Items listed in a dataset:

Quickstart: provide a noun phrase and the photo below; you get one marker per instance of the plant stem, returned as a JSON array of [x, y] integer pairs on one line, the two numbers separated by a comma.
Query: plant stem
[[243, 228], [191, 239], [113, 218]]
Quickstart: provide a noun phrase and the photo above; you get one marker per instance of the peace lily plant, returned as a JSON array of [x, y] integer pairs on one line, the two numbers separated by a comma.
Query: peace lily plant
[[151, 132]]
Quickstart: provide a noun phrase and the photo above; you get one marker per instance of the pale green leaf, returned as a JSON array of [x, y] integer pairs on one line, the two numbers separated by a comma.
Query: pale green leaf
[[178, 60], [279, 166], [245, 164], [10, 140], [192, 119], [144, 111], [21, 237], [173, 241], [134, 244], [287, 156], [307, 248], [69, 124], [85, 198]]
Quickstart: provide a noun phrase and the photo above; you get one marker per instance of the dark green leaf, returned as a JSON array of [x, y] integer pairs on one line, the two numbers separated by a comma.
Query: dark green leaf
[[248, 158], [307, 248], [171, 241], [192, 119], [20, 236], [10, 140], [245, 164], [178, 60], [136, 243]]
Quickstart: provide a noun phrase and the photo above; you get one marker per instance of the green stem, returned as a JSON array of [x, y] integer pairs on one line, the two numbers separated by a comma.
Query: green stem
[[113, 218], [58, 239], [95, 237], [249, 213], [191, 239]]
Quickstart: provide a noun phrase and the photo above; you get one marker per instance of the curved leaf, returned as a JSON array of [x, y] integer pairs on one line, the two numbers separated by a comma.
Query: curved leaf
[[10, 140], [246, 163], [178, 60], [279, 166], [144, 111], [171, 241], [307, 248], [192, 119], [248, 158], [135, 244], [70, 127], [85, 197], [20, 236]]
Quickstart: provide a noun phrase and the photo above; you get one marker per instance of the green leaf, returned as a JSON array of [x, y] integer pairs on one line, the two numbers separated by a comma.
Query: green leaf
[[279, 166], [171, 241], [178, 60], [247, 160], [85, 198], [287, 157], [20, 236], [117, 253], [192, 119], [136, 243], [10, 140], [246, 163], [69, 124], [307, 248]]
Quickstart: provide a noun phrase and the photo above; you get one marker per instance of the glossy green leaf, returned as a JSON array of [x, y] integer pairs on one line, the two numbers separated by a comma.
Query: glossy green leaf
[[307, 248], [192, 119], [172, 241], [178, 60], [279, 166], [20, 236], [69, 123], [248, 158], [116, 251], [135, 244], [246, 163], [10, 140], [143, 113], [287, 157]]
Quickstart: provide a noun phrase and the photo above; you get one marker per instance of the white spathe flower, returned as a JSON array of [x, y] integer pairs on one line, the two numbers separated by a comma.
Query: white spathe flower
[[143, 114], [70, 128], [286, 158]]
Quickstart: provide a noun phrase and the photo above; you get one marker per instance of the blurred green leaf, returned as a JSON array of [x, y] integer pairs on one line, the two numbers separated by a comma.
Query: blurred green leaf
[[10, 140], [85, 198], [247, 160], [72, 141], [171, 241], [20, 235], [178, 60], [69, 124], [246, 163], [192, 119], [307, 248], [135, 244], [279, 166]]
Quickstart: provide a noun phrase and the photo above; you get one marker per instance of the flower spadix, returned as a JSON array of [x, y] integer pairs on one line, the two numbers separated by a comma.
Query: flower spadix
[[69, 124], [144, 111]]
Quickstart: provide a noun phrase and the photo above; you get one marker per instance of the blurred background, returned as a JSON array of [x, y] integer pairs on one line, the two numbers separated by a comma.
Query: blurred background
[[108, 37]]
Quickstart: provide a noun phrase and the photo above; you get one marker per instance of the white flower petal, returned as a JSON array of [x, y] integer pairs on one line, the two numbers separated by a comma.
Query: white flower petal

• **Stated exercise**
Format every one of the records above as a numbered list, leaving out any blank lines.

• **Completed exercise**
1. Quickstart: provide a noun phrase and the photo below; you get one marker per instance of the plant stem, returned as a JSON array of [x, y] integer pairs on one line, the two numbers separated by a comma.
2. Query: plant stem
3. [[243, 228], [191, 239], [113, 218]]
4. Quickstart: provide a noun phrase and the photo above; you get one marker per instance of the peace lily plant, returned as a JSON array of [x, y] integer pairs on one line, the two numbers separated by a comma.
5. Query: peace lily plant
6. [[151, 132]]
7. Quickstart: provide a noun phrase and the photo above; you get one marker per instance of the pale green leaf, returned as a JSON array of [x, y] integer pairs on one line, the two numbers separated by a comma.
8. Query: pale green leaf
9. [[178, 60], [279, 166], [245, 164], [10, 140], [192, 119], [144, 111], [21, 237], [173, 241], [134, 244], [287, 156], [307, 248], [69, 124], [85, 198]]
10. Quickstart: provide a noun phrase and the photo above; you get one marker per instance of the dark green leaf, returned as a JSON array of [x, y] integer pairs on one line, the two numbers separated by a comma.
11. Query: dark green leaf
12. [[248, 158], [307, 248], [171, 241], [192, 119], [20, 236], [10, 140], [245, 164], [178, 60], [136, 243]]
13. Quickstart: provide a noun phrase and the photo above; you get one marker per instance of the green stem, returned as a JSON array of [x, y] integer pairs on one line, the two numbers separated by a comma.
14. Query: green stem
15. [[113, 218], [58, 239], [95, 237], [249, 213], [191, 239]]
16. Quickstart: provide a noun phrase and the photo above; you get one marker per instance of the curved leaf, returned as a JSON array of [x, y] integer pairs on one line, the two numbers separated by a comma.
17. Query: curved leaf
18. [[10, 140], [246, 163], [178, 60], [279, 166], [144, 111], [171, 241], [307, 248], [192, 119], [248, 158], [135, 244], [70, 127], [85, 197], [20, 236]]
19. Quickstart: provide a noun phrase and the photo above; you get one marker per instance of the green leaf, returned as a JSON array of [x, y] integer pairs on one line, the two numbers separated by a comma.
20. Query: green leaf
21. [[279, 166], [171, 241], [178, 60], [247, 160], [85, 198], [287, 157], [20, 236], [117, 253], [192, 119], [136, 243], [10, 140], [246, 163], [69, 124], [307, 248]]
22. Quickstart: provide a noun phrase and the photo above; you get one marker per instance of the glossy green leaf, returned as a JSON array of [x, y] integer pairs on one line, the two numbers separated by a comma.
23. Query: glossy green leaf
24. [[307, 248], [192, 119], [172, 241], [178, 60], [279, 166], [20, 236], [69, 123], [248, 158], [116, 251], [135, 244], [246, 163], [10, 140], [143, 113], [287, 157]]
25. Quickstart: provide a noun phrase and the photo above; you get one marker per instance of the white spathe flower, returned as a JSON array of [x, y] integer pairs on one line, the two numbers separated by a comma.
26. Query: white spathe flower
27. [[143, 114], [70, 128], [286, 158]]
28. Quickstart: provide a noun phrase and the photo above; you get one marker per instance of the blurred green leaf, returned as a JSON array of [x, y] integer pairs on one line, the two numbers separated by a comma.
29. Query: blurred green leaf
30. [[10, 140], [85, 198], [247, 160], [72, 141], [171, 241], [20, 235], [178, 60], [69, 124], [246, 163], [192, 119], [307, 248], [135, 244], [279, 166]]
31. Quickstart: provide a noun phrase and the photo above; you get one marker per instance of the flower spadix, returned as a JSON array of [x, y] integer pairs on one line, the two numbers separated by a comma.
32. Query: flower spadix
33. [[69, 124], [144, 111]]
34. Quickstart: provide a noun phrase and the photo above; you get one marker per instance of the blurred background, returned as a JSON array of [x, y] integer pairs on one line, the two numbers separated by a comma.
35. Query: blurred background
36. [[108, 37]]
37. Quickstart: provide a noun phrase and the photo above; you get one marker per instance of the white flower petal, returned as a JSON array of [x, y] integer pairs on one line, the two numbers separated by a comma.
38. Query: white flower petal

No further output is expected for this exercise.